======== Provided data ========
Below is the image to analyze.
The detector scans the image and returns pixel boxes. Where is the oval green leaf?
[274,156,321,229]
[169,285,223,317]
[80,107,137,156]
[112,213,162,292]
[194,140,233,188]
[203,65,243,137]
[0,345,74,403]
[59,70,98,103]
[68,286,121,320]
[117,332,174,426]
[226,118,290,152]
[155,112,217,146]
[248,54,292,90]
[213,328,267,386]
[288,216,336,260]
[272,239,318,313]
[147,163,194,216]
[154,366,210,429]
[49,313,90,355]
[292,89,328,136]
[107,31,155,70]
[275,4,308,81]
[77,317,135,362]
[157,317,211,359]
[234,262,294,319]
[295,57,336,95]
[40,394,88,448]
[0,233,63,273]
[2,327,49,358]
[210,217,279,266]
========
▶ Given instruction: Scale the listing by repeating every line, requests included, with each box coordinate in the answers multiplied by 0.8 and rounded to a whole number, halves rounding up.

▶ Correct result:
Below is the image to analyze.
The detector scans the image and returns pixel boxes. Where is the oval green leaf?
[219,125,257,183]
[135,228,178,254]
[64,86,110,125]
[90,170,130,234]
[155,112,186,150]
[162,52,194,110]
[0,276,59,322]
[47,56,78,82]
[54,229,97,256]
[94,266,139,341]
[181,94,232,122]
[124,90,174,117]
[198,43,234,72]
[170,262,214,309]
[230,173,269,208]
[218,191,254,250]
[118,130,155,173]
[123,293,168,343]
[39,250,72,284]
[234,71,262,109]
[86,25,124,56]
[220,3,246,65]
[62,254,108,290]
[126,254,169,287]
[187,210,235,255]
[236,46,269,76]
[32,315,70,358]
[0,186,50,218]
[2,262,39,286]
[168,174,223,213]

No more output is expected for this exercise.